» **TASK DIRECTIONS**:
Copy out exactly every line from the line containing "For every instance of the thin" until the records below end, inclusive of both boundary lines.

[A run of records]

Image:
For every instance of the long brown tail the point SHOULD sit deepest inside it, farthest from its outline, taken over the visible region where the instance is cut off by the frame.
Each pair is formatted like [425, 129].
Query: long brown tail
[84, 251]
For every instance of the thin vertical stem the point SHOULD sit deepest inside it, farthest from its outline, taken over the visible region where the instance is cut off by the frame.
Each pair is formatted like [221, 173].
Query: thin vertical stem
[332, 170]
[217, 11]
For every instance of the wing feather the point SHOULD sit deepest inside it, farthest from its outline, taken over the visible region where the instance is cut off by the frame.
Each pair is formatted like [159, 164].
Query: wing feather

» **TASK RESULT**:
For every instance of the thin vertical stem the point SHOULD sit deepest inside it, farthest from its outline, taken over the visible region where the instance is cut off by the frame.
Each pair is formatted like [221, 173].
Query: thin vertical stem
[332, 170]
[217, 11]
For every instance of the wing feather the point SHOULD sit deepest inside it, farthest from its outline, taken over the visible region where the instance is cut off by the frame.
Each pair is formatted like [159, 164].
Query: wing feather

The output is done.